**Stated exercise**: Skip the pictures. Reproduce all other material exactly.

**Available records**:

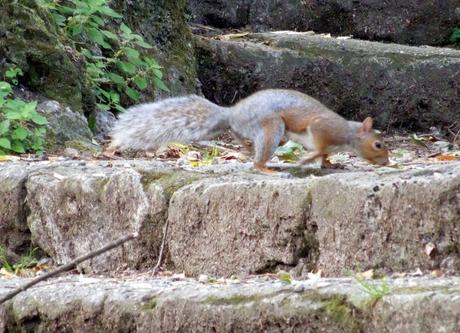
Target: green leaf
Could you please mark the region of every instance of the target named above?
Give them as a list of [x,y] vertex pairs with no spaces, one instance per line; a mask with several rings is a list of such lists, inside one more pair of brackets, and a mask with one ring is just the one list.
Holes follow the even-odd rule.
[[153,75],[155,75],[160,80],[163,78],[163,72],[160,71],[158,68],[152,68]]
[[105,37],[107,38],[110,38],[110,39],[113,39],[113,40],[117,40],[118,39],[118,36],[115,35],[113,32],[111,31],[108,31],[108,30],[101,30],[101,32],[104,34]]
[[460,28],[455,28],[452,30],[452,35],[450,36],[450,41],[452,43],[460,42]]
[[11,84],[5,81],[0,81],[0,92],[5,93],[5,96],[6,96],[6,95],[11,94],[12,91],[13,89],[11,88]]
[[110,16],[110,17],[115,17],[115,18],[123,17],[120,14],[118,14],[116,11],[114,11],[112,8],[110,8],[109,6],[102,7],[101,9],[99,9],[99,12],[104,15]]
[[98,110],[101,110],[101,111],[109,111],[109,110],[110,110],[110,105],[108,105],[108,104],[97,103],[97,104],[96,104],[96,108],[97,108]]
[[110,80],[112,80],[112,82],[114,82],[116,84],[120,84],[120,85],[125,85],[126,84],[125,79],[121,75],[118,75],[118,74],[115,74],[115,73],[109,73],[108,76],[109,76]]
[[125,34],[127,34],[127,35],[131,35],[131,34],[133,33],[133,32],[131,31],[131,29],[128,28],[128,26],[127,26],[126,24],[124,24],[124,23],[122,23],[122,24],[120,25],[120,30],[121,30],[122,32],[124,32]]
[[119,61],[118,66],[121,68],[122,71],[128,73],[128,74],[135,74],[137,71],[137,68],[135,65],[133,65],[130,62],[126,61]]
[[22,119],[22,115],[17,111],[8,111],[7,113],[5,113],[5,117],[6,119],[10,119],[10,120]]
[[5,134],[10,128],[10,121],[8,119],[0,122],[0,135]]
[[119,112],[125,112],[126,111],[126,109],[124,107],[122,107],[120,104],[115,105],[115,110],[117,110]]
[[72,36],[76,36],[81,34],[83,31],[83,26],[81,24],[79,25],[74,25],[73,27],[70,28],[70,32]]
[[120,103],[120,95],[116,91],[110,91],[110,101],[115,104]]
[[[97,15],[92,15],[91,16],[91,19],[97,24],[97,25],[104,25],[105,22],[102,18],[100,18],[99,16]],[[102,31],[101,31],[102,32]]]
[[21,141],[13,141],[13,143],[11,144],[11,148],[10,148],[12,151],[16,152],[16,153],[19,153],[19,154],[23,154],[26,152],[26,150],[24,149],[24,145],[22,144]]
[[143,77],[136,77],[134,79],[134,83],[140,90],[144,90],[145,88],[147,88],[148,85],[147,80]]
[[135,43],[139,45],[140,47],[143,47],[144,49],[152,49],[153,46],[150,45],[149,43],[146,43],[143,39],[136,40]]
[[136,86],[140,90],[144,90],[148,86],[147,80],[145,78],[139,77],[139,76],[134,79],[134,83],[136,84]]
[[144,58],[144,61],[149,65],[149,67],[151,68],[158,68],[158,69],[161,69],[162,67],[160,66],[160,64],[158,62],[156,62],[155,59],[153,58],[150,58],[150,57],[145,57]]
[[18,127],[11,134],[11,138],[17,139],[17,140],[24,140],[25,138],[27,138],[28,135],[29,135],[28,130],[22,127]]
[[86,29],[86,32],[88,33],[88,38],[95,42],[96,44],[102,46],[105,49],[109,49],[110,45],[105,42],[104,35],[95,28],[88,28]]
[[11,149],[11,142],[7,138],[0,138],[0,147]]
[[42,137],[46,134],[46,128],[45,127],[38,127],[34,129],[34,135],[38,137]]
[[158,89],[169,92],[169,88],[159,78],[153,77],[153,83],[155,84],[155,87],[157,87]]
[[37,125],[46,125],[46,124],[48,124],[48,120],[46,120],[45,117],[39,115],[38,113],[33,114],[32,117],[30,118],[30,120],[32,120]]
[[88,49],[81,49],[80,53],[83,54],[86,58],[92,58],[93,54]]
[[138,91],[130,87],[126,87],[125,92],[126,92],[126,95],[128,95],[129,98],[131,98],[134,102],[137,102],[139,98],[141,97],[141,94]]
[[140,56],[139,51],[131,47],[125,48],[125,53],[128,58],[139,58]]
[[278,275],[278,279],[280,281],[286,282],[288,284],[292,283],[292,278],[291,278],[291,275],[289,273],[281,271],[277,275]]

**Response to this task**:
Target: green leaf
Could you please mark the region of every instance of the target named above?
Give them as a list of [x,y] vertex pairs with no spaces, one instance per line; a mask with several rings is a list of such lists, inside one more pair of brackets, and a mask with one ring is just the one list.
Holes follow the even-odd rule.
[[153,75],[155,75],[160,80],[163,78],[163,72],[160,71],[158,68],[152,68]]
[[105,37],[107,38],[110,38],[110,39],[113,39],[113,40],[117,40],[118,39],[118,36],[115,35],[113,32],[111,31],[108,31],[108,30],[101,30],[101,32],[104,34]]
[[460,28],[455,28],[452,30],[452,35],[450,36],[450,41],[452,43],[460,42]]
[[11,84],[5,81],[0,81],[0,92],[5,93],[5,96],[6,96],[6,95],[11,94],[12,91],[13,89],[11,88]]
[[110,16],[110,17],[115,17],[115,18],[123,17],[120,14],[118,14],[116,11],[114,11],[112,8],[110,8],[109,6],[102,7],[101,9],[99,9],[99,12],[104,15]]
[[98,110],[101,110],[101,111],[109,111],[109,110],[110,110],[110,105],[108,105],[108,104],[97,103],[97,104],[96,104],[96,108],[97,108]]
[[110,80],[112,80],[112,82],[114,82],[116,84],[120,84],[120,85],[125,85],[126,84],[125,79],[121,75],[118,75],[118,74],[115,74],[115,73],[109,73],[108,76],[109,76]]
[[125,34],[127,34],[127,35],[131,35],[131,34],[133,33],[133,32],[131,31],[131,29],[128,28],[128,26],[127,26],[126,24],[124,24],[124,23],[122,23],[122,24],[120,25],[120,30],[121,30],[122,32],[124,32]]
[[119,61],[118,66],[121,68],[122,71],[128,73],[128,74],[135,74],[137,71],[137,68],[135,65],[133,65],[130,62],[126,61]]
[[22,119],[22,115],[17,111],[8,111],[7,113],[5,113],[5,117],[6,119],[10,119],[10,120]]
[[5,134],[10,128],[10,121],[8,119],[0,122],[0,135]]
[[119,112],[125,112],[126,111],[126,109],[124,107],[122,107],[120,104],[115,105],[115,110],[117,110]]
[[72,36],[76,36],[81,34],[83,31],[83,26],[81,24],[79,25],[74,25],[73,27],[70,28],[70,32]]
[[120,103],[120,95],[116,91],[110,91],[110,101],[115,104]]
[[[97,15],[92,15],[91,16],[91,19],[97,24],[97,25],[104,25],[105,22],[102,18],[100,18],[99,16]],[[102,31],[101,31],[102,32]]]
[[21,141],[13,141],[13,143],[11,144],[11,148],[10,148],[12,151],[16,152],[16,153],[19,153],[19,154],[23,154],[26,152],[26,150],[24,149],[24,145],[22,144]]
[[143,77],[136,77],[134,79],[134,83],[140,90],[144,90],[145,88],[147,88],[148,85],[147,80]]
[[135,43],[139,45],[140,47],[143,47],[144,49],[152,49],[153,46],[150,45],[149,43],[146,43],[143,39],[136,40]]
[[136,86],[140,90],[144,90],[148,86],[147,80],[145,78],[139,77],[139,76],[134,79],[134,83],[136,84]]
[[144,58],[144,61],[149,65],[149,67],[151,68],[158,68],[158,69],[161,69],[162,67],[160,66],[160,64],[158,62],[156,62],[155,59],[153,58],[150,58],[150,57],[145,57]]
[[18,127],[11,134],[11,138],[17,139],[17,140],[24,140],[25,138],[27,138],[28,135],[29,135],[28,130],[22,127]]
[[86,29],[86,32],[88,33],[88,38],[95,42],[96,44],[102,46],[105,49],[109,49],[110,45],[105,42],[104,35],[95,28],[88,28]]
[[11,149],[11,142],[7,138],[0,138],[0,147]]
[[42,137],[46,134],[46,128],[45,127],[38,127],[34,129],[34,135],[38,137]]
[[158,89],[169,92],[169,88],[159,78],[153,77],[153,83],[155,84],[155,87],[157,87]]
[[37,125],[46,125],[46,124],[48,124],[48,120],[46,120],[45,117],[39,115],[38,113],[33,114],[32,117],[30,118],[30,120],[32,120]]
[[88,49],[81,49],[80,53],[83,54],[86,58],[92,58],[93,54]]
[[138,91],[130,87],[126,87],[125,92],[126,92],[126,95],[128,95],[129,98],[131,98],[134,102],[137,102],[139,98],[141,97],[141,94]]
[[140,56],[139,51],[131,47],[125,48],[125,53],[128,58],[139,58]]
[[278,275],[278,279],[280,281],[286,282],[288,284],[292,283],[292,278],[291,278],[291,275],[289,273],[281,271],[277,275]]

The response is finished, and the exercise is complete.